In a way, this FAQ is an extension to FAQ 1. Also recommended reading!

The Games Game
Hit the Trenches Before Starting a Studio
March 2003

Dear Tom:
I'm currently in year 4 of 5 of an Electronic Systems and Software Systems double major in Engineering. I love playing games and have read everything I can get my hands on about making games. Unfortunately, I live in the middle of nowhere in Canada and there are no professional game developers anywhere in my province.
In an effort to gain some experience, I have teamed up with a few like-minded friends (all of us with different complementary skills) and we are working on creating our own game for some experience. I've had some general computer/programming work experience thanks to some co-op work, but no gaming-specific experience. I would really like to stay in this city and start my own development studio. Is that a realistic option or should I not even consider it without first working in the industry? Is it possible to recruit/partner with some experienced industry professionals to help get our company started? What do you recommend?
Mark Dynna

Dear Mark,
It's a good idea to work on an indy project to further your education on the process of making a game. Once you've graduated, I highly recommend that you move temporarily to Vancouver or Montreal, and get a job in a game company. You would be amazed how much you can learn about the game industry with two or three years of practical industry experience. That knowledge will be invaluable to you when you move back to your home town and start your own studio.
If you skip the game job and try to start your own studio, you have to learn everything the hard way. It's harder to make contacts within the industry. It's harder to get capital to fund your company. It's harder to find people to hire. It's harder to get contracts. And a lack of understanding about employment law, contracts, industry distribution practices, and a myriad of other things will hamper your efforts at every turn.
★ ★ ★ ★ ★ ★ ★
SHORT TASK A: Reproduce verbatim the passage of the game-studio advice column starting with "In an effort" and going on through "do you recommend?".
★ ★ ★ ★ ★ ★ ★
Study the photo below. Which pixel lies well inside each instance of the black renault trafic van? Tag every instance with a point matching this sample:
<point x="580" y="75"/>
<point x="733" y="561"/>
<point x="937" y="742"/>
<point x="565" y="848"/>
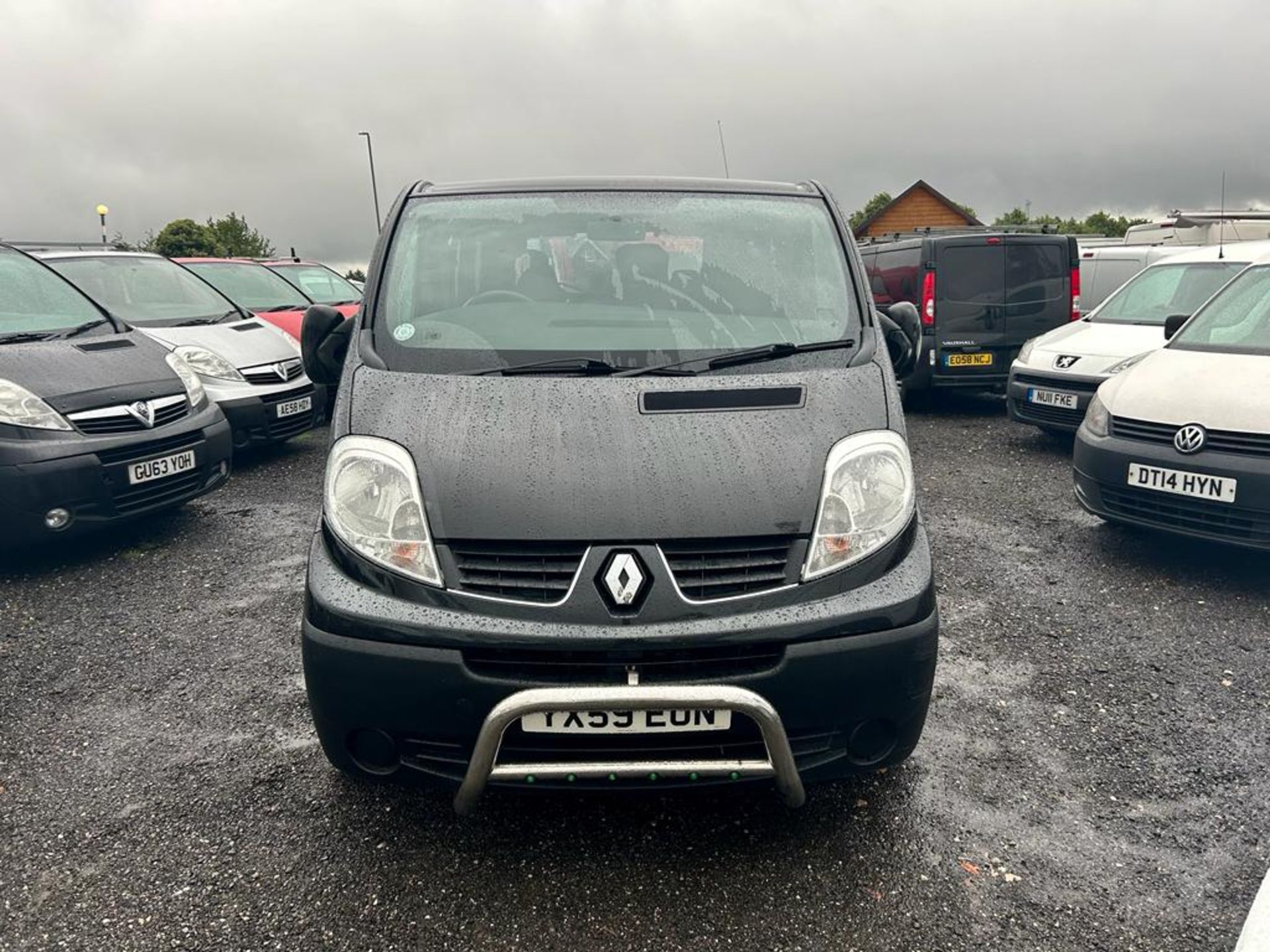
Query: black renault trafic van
<point x="98" y="423"/>
<point x="981" y="296"/>
<point x="619" y="495"/>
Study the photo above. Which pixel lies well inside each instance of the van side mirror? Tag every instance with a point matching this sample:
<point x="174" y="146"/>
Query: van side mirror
<point x="1174" y="324"/>
<point x="324" y="337"/>
<point x="902" y="328"/>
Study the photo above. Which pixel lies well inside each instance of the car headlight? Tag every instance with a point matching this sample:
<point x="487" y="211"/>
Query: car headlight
<point x="867" y="499"/>
<point x="21" y="408"/>
<point x="374" y="504"/>
<point x="208" y="364"/>
<point x="1097" y="420"/>
<point x="1126" y="364"/>
<point x="193" y="386"/>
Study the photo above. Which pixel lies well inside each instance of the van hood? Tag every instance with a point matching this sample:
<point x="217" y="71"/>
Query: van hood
<point x="241" y="343"/>
<point x="570" y="459"/>
<point x="1220" y="391"/>
<point x="1094" y="339"/>
<point x="87" y="372"/>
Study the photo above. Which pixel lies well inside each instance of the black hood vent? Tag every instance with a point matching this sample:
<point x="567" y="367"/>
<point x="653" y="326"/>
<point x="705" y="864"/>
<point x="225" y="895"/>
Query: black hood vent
<point x="697" y="401"/>
<point x="107" y="344"/>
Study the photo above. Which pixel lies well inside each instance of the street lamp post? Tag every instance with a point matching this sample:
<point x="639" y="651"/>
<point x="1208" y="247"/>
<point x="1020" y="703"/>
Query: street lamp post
<point x="375" y="190"/>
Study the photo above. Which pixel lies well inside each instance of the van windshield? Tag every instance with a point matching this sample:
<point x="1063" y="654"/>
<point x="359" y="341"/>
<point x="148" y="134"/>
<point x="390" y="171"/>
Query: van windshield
<point x="1235" y="321"/>
<point x="1165" y="290"/>
<point x="319" y="284"/>
<point x="633" y="278"/>
<point x="253" y="286"/>
<point x="33" y="300"/>
<point x="145" y="291"/>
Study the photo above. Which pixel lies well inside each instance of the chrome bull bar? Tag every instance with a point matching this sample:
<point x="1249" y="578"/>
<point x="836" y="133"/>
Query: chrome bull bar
<point x="779" y="764"/>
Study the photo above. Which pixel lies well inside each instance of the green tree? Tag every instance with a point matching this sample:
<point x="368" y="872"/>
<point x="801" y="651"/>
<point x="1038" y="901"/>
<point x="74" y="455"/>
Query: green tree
<point x="185" y="238"/>
<point x="234" y="238"/>
<point x="1096" y="223"/>
<point x="878" y="202"/>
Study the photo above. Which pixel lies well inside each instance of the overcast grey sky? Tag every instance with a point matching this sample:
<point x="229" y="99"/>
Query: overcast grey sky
<point x="171" y="108"/>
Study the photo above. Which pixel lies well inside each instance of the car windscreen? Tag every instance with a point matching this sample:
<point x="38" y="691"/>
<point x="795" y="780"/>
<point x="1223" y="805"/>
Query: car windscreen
<point x="34" y="300"/>
<point x="633" y="278"/>
<point x="1238" y="320"/>
<point x="144" y="290"/>
<point x="319" y="282"/>
<point x="253" y="286"/>
<point x="1165" y="290"/>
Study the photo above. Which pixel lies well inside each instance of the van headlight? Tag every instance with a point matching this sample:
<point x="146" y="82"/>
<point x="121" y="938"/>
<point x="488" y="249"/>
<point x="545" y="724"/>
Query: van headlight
<point x="193" y="386"/>
<point x="865" y="502"/>
<point x="1097" y="420"/>
<point x="21" y="408"/>
<point x="374" y="504"/>
<point x="208" y="364"/>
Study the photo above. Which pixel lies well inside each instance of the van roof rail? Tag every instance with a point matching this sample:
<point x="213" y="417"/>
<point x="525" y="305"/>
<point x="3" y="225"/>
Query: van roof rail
<point x="1205" y="218"/>
<point x="51" y="245"/>
<point x="887" y="238"/>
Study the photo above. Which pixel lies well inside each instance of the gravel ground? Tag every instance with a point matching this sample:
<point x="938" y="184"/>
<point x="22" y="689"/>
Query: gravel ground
<point x="1093" y="775"/>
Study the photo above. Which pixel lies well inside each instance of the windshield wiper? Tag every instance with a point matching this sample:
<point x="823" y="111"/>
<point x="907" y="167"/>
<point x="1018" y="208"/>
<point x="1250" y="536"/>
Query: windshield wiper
<point x="27" y="335"/>
<point x="755" y="354"/>
<point x="81" y="328"/>
<point x="582" y="365"/>
<point x="196" y="321"/>
<point x="587" y="366"/>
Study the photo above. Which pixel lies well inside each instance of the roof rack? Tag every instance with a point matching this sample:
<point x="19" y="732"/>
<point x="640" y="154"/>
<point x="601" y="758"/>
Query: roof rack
<point x="1043" y="229"/>
<point x="52" y="245"/>
<point x="1202" y="218"/>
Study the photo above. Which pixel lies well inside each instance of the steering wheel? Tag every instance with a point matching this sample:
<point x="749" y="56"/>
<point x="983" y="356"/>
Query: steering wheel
<point x="495" y="295"/>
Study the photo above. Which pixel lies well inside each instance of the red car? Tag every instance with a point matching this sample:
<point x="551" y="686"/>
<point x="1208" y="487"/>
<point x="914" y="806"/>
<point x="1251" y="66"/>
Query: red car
<point x="319" y="282"/>
<point x="254" y="287"/>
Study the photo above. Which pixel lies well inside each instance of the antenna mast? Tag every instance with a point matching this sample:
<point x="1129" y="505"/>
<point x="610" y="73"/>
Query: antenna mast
<point x="723" y="149"/>
<point x="1221" y="225"/>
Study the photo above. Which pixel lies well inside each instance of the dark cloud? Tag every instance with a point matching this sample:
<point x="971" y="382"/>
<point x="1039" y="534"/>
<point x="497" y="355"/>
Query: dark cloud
<point x="167" y="108"/>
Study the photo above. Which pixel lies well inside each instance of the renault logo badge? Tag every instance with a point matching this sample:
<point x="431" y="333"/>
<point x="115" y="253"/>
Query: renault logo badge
<point x="624" y="579"/>
<point x="143" y="412"/>
<point x="1191" y="438"/>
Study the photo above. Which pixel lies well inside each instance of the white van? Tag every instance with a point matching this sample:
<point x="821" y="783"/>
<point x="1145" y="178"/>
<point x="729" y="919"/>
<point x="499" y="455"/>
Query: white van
<point x="1105" y="268"/>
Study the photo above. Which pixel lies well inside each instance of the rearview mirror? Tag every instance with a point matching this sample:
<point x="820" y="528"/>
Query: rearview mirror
<point x="902" y="328"/>
<point x="1174" y="323"/>
<point x="324" y="342"/>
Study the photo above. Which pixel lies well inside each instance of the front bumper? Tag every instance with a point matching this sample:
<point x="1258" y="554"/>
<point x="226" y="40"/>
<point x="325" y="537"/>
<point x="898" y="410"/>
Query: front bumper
<point x="403" y="688"/>
<point x="1025" y="379"/>
<point x="254" y="415"/>
<point x="1101" y="484"/>
<point x="89" y="477"/>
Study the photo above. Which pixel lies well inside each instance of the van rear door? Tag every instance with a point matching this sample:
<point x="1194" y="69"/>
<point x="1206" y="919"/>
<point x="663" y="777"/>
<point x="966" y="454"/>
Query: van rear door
<point x="1038" y="291"/>
<point x="969" y="306"/>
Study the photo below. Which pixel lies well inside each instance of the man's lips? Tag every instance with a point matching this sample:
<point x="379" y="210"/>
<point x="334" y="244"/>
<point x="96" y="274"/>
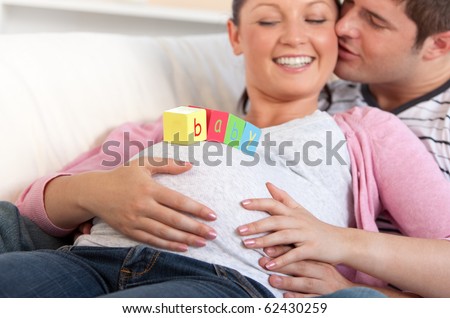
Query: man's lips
<point x="346" y="53"/>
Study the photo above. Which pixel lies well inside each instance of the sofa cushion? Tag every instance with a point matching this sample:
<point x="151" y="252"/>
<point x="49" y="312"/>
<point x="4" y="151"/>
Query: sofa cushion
<point x="61" y="93"/>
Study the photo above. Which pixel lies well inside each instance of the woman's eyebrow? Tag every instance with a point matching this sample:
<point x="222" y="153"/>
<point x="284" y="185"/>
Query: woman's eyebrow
<point x="274" y="5"/>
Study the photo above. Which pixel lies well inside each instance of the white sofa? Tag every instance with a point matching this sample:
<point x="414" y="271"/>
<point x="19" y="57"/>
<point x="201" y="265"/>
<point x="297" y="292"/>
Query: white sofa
<point x="61" y="93"/>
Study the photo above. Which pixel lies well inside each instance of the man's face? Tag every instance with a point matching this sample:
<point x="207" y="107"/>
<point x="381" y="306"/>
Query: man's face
<point x="376" y="42"/>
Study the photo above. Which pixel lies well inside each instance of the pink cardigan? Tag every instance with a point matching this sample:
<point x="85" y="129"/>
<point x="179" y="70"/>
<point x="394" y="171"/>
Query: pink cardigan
<point x="391" y="171"/>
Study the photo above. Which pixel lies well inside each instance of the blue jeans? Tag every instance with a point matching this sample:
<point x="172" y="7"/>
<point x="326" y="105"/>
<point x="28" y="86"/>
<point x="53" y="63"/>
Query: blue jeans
<point x="127" y="272"/>
<point x="140" y="271"/>
<point x="18" y="233"/>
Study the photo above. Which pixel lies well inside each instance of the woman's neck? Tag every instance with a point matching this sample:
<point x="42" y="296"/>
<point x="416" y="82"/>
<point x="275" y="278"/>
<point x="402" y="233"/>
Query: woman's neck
<point x="264" y="113"/>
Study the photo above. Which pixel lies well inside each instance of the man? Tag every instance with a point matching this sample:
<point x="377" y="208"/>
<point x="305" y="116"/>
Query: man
<point x="400" y="50"/>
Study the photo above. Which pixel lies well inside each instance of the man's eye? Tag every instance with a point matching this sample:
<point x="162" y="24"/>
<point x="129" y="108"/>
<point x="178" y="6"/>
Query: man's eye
<point x="374" y="23"/>
<point x="267" y="23"/>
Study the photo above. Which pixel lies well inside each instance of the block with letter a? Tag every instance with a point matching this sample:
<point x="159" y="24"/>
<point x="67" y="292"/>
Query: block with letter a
<point x="184" y="125"/>
<point x="216" y="122"/>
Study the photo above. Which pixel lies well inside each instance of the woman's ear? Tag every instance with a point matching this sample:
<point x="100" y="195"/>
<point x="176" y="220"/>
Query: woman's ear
<point x="437" y="45"/>
<point x="233" y="35"/>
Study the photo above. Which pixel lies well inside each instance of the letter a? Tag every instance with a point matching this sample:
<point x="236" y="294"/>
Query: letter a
<point x="218" y="126"/>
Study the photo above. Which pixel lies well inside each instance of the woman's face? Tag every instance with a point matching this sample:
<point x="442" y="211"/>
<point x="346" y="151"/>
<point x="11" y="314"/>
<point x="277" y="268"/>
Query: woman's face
<point x="290" y="46"/>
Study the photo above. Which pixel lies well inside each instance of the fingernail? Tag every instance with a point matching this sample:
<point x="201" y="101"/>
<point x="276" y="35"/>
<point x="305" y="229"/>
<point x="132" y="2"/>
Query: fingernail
<point x="200" y="242"/>
<point x="243" y="229"/>
<point x="212" y="216"/>
<point x="269" y="250"/>
<point x="271" y="265"/>
<point x="182" y="163"/>
<point x="276" y="281"/>
<point x="249" y="243"/>
<point x="211" y="235"/>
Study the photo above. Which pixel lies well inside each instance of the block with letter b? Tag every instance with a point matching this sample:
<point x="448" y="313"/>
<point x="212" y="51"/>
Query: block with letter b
<point x="216" y="124"/>
<point x="235" y="129"/>
<point x="185" y="125"/>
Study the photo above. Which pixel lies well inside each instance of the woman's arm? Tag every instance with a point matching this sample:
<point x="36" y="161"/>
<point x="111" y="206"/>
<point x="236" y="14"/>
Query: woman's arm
<point x="125" y="196"/>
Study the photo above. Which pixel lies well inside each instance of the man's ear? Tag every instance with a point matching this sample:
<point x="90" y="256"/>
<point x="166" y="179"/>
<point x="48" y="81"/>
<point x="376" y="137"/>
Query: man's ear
<point x="233" y="35"/>
<point x="437" y="45"/>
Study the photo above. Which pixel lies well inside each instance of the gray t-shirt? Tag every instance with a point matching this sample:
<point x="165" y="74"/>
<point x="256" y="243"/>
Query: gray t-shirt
<point x="306" y="157"/>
★ ★ ★ ★ ★ ★ ★
SHORT TASK B: Find every line in the entries that contains the string "grey", and copy each such line.

CORRECT ANSWER A:
In an effort to gain some experience, I have teamed up with a few like-minded friends (all of us with different complementary skills) and we are working on creating our own game for some experience. I've had some general computer/programming work experience thanks to some co-op work, but no gaming-specific experience. I would really like to stay in this city and start my own development studio. Is that a realistic option or should I not even consider it without first working in the industry? Is it possible to recruit/partner with some experienced industry professionals to help get our company started? What do you recommend?

CORRECT ANSWER B:
Study the photo above. Which pixel lies well inside each instance of the overcast grey sky? Tag every instance with a point matching this sample:
Query: overcast grey sky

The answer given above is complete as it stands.